## begin

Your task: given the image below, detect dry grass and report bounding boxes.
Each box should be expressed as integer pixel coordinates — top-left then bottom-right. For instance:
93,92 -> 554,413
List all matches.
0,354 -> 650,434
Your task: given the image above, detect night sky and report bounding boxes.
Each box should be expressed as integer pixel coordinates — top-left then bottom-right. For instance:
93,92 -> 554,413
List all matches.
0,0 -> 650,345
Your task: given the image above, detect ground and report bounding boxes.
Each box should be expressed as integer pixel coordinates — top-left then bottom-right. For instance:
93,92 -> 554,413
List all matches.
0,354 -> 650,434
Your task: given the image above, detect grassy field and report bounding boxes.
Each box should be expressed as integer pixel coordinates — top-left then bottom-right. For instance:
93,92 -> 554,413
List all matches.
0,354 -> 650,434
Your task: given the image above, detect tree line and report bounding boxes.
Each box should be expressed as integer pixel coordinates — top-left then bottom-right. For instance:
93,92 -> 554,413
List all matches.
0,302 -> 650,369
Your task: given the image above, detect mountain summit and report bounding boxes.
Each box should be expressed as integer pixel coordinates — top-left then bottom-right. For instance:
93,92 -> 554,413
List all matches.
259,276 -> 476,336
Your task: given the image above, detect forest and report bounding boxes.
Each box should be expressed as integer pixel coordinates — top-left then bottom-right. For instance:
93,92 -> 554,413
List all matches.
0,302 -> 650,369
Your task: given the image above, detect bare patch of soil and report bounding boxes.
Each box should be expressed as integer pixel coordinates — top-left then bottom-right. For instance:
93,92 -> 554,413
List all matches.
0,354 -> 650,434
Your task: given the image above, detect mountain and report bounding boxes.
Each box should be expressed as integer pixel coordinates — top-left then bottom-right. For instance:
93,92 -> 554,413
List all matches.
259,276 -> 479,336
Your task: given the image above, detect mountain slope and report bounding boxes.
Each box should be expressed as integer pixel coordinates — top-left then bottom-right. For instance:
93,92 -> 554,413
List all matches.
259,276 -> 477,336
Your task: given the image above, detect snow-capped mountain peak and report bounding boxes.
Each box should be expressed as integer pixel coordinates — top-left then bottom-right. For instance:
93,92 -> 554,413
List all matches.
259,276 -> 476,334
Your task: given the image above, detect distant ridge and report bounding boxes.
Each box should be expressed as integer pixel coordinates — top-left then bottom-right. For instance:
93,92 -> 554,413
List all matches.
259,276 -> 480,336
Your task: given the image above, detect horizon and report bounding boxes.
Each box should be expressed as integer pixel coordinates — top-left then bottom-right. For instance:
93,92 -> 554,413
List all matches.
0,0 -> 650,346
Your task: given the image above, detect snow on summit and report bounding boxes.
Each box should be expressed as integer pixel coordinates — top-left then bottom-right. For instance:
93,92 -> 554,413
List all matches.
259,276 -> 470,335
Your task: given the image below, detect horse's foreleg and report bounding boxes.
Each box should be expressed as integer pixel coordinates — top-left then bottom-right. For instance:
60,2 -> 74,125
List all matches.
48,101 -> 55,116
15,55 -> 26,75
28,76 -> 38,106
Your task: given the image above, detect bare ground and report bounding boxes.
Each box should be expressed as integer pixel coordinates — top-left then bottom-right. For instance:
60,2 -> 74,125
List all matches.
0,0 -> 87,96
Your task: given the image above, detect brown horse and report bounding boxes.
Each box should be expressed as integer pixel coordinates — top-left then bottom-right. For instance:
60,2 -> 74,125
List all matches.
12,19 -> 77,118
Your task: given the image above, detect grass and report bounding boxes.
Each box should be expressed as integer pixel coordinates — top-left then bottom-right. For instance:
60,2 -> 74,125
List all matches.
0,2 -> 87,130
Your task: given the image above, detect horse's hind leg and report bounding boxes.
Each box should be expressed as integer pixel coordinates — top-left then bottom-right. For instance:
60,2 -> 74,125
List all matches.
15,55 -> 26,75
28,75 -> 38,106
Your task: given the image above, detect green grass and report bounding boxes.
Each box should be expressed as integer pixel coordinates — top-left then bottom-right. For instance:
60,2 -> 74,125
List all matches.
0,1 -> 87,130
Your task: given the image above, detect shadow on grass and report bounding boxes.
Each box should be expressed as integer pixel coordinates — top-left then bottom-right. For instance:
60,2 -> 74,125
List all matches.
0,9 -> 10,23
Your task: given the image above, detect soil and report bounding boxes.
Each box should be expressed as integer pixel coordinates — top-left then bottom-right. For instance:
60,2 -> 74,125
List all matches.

## end

## REQUIREMENTS
Copy every one of the entries above word for word, keeping each line as it stands.

## OUTPUT OF THE TASK
Your task: given the image below, detect dry grass and report bounding boxes.
Each box should be expressed as integer pixel coordinates — top-left then bottom-right. For instance:
93,92 -> 554,413
List all matches.
0,354 -> 650,434
Your task: given the image above, detect night sky and report bounding boxes.
Each box should be expressed as integer pixel coordinates — top-left then bottom-right. For instance:
93,92 -> 554,413
List all matches.
0,0 -> 650,345
Your task: given the image above, detect ground and report bounding boxes.
Each box should be expressed as integer pixel coordinates — top-left then bottom-right. For instance:
93,92 -> 554,413
List all matches.
0,354 -> 650,434
Your task: given the image above, detect grassy field and report bounding boxes.
Each box should be expressed as integer pixel coordinates — top-left then bottom-right. For instance:
93,92 -> 554,413
List all matches.
0,354 -> 650,434
Your task: given the image above, detect tree line and report bounding boxes.
Each box should be expressed as integer pixel coordinates — top-left then bottom-right. For instance:
93,92 -> 554,413
List all matches.
0,302 -> 650,369
Your task: given the image above, detect mountain summit and report bounding boxes.
Each box should be expressed as integer pixel coordinates — top-left then bottom-right. For instance:
93,92 -> 554,413
List all matches.
259,276 -> 476,336
Your task: given the image above, detect forest and report bounding boxes.
Each box should be expressed as integer pixel coordinates — top-left then bottom-right. For instance:
93,92 -> 554,413
List all matches.
0,302 -> 650,369
Your task: given the image above, detect bare patch of soil and report bounding boxes.
Each box should be expressed as integer pixel coordinates — top-left then bottom-right. For instance:
93,92 -> 554,413
List all matches.
0,354 -> 650,434
Your task: given the image above, detect mountain and report bounding boxes.
Each box should be expressed as integer pixel coordinates — top-left then bottom-right. For instance:
93,92 -> 554,413
List all matches.
259,276 -> 479,336
Your task: given the image above, detect mountain slope and report bounding boxes.
Each box should be expressed as integer pixel coordinates — top-left then bottom-right. For instance:
93,92 -> 554,413
List all matches.
259,276 -> 477,336
Your task: given the image above, detect snow-capped mountain peak and report bounding boxes.
Each box should be expressed as integer pixel coordinates — top-left then bottom-right. For instance:
93,92 -> 554,413
List all matches.
259,276 -> 476,334
Your task: given the image above, detect distant ridge and report bounding boxes.
Each box should be expressed as integer pixel coordinates — top-left then bottom-right. For instance:
93,92 -> 554,413
List all matches.
259,276 -> 480,336
Your task: given the image above, detect horizon and report bounding boxes.
Each box should be expressed as integer pixel coordinates — top-left then bottom-right. For instance:
93,92 -> 554,413
List all matches.
0,0 -> 650,346
Your task: given the image above, detect snow on summit and report bounding boxes.
Each box should be expressed as integer pixel coordinates — top-left then bottom-right. For instance:
93,92 -> 554,413
List all matches.
259,276 -> 470,335
Your task: given the image below, detect horse's foreleg and report bounding boxes.
Each box should be expressed as integer pixel coordinates — top-left then bottom-right. For instance:
60,2 -> 74,125
List all matches.
48,101 -> 55,116
15,55 -> 26,75
28,76 -> 38,106
Your task: given the image above, detect bare ground and report bounding boxes.
Each box should be expressed as integer pixel coordinates — top-left then bottom-right. For instance:
60,2 -> 74,125
List all matches.
0,0 -> 87,96
Your task: given the image above, detect brown horse and report bounding boxes.
Each box should be expressed as integer pixel coordinates — top-left then bottom-right. For instance:
60,2 -> 74,125
List all matches.
12,19 -> 77,118
Your task: given the image above, detect grass and report bounding boxes.
Each box should be expressed as integer pixel coordinates — top-left then bottom-right. For instance:
60,2 -> 74,125
List all matches.
0,2 -> 87,130
Your task: given the image above, detect horse's hind leg and report bounding boxes.
Each box should be expressed as integer pixel coordinates — top-left then bottom-right. For instance:
60,2 -> 74,125
List all matches.
15,55 -> 26,75
28,75 -> 38,106
Your task: given the image above, detect green grass and report bounding boxes.
Each box should be expressed as integer pixel coordinates — top-left then bottom-right. For instance:
60,2 -> 74,125
List all matches.
0,1 -> 87,130
Your task: given the image above, detect shadow on grass and report bounding boxes.
Each box should be expressed as integer pixel coordinates — top-left then bottom-right. For instance:
60,2 -> 74,125
List all matches.
0,9 -> 10,23
Your task: given the image above, detect soil and report bounding boxes.
Each box should be expressed as integer pixel coordinates — top-left then bottom-right. For instance:
60,2 -> 74,125
List all matches.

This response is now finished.